In the listing below, turn the lines from the one containing "Box the kitchen" to the one containing "73,307,512,427", both included, into a numbered list, leaving out any blank lines.

● **PROVIDED ENTRIES**:

....

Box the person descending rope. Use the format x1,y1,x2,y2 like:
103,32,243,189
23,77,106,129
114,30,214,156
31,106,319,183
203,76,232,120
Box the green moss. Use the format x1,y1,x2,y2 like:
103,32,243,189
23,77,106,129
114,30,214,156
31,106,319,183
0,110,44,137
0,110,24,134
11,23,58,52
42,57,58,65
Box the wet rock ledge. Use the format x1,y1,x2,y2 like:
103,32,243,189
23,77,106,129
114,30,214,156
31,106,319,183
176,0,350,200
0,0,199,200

....

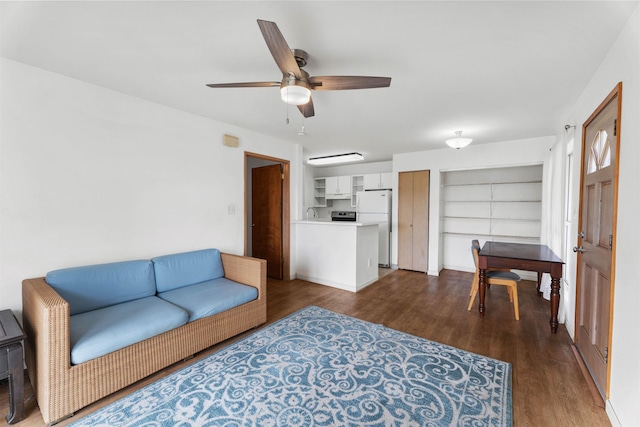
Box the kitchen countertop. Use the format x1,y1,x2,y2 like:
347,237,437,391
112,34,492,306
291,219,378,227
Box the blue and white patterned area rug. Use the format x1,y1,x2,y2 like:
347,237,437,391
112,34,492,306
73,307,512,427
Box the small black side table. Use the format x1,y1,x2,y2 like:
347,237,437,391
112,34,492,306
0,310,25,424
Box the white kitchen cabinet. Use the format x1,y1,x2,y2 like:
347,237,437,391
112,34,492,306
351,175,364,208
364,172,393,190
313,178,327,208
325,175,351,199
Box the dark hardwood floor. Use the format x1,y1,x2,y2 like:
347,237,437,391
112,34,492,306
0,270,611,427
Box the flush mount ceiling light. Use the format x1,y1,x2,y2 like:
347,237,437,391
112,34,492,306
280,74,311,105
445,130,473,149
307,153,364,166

....

● **SOLUTION TO THE EXERCISE**:
1. Box the kitchen countertop. Use the format x1,y1,x2,y2 like:
2. 347,237,437,391
3. 112,34,492,306
4. 291,219,378,227
5. Box the blue and white patterned area rug. Use the format x1,y1,x2,y2 like:
6. 347,237,437,391
7. 112,34,492,306
8. 73,307,512,427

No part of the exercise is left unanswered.